# ACTION ITEM:
Check every line of the entries for the string "ocean" and return the ones that contain it.

# GIVEN RECORDS:
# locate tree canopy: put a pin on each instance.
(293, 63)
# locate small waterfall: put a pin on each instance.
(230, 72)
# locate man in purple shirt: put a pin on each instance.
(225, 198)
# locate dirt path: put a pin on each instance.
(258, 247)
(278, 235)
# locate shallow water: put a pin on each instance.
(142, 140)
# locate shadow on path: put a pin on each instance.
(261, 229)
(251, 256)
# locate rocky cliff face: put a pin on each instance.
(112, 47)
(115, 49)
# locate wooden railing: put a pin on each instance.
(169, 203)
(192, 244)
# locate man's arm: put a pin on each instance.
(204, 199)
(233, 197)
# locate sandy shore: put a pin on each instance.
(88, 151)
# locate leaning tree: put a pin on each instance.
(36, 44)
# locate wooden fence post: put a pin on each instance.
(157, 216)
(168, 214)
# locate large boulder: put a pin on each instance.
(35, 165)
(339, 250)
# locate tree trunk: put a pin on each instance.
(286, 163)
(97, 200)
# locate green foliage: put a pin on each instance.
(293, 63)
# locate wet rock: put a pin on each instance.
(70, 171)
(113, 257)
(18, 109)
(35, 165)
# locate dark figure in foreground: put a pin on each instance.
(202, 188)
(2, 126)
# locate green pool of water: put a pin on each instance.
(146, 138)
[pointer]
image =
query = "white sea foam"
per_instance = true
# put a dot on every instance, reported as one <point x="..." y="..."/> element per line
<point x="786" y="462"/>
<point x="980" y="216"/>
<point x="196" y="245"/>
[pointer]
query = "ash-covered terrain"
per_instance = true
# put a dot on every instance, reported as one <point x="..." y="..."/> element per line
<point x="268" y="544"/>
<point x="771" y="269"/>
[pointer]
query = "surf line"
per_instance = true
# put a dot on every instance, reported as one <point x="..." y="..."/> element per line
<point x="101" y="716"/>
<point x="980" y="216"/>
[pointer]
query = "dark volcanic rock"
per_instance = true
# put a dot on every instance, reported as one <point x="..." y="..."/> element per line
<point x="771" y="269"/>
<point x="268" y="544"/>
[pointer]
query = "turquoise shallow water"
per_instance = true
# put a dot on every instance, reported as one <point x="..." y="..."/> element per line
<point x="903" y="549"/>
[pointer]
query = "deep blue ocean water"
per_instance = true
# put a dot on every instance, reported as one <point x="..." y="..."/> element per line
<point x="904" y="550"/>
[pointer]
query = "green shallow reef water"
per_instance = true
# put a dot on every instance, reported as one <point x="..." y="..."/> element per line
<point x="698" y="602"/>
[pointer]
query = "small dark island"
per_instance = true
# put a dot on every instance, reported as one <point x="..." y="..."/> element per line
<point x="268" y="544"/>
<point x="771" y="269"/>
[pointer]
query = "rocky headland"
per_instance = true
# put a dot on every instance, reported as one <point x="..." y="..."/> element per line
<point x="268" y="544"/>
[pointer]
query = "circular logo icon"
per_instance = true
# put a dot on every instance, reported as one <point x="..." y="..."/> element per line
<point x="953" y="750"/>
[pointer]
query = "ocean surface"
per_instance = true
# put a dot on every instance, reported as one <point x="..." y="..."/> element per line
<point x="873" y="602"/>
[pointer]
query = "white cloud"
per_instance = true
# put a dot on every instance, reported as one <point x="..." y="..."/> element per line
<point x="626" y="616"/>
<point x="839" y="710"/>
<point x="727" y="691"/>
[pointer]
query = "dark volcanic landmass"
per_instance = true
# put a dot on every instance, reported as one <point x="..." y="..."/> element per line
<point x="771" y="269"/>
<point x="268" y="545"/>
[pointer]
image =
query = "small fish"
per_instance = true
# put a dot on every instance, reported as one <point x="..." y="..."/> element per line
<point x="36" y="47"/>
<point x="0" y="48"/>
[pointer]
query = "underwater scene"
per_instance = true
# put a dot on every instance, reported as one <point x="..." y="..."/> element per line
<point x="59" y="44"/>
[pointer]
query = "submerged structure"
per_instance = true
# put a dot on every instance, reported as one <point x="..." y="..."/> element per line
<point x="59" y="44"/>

# OUTPUT:
query = "deep blue ocean water"
query = "ocean surface"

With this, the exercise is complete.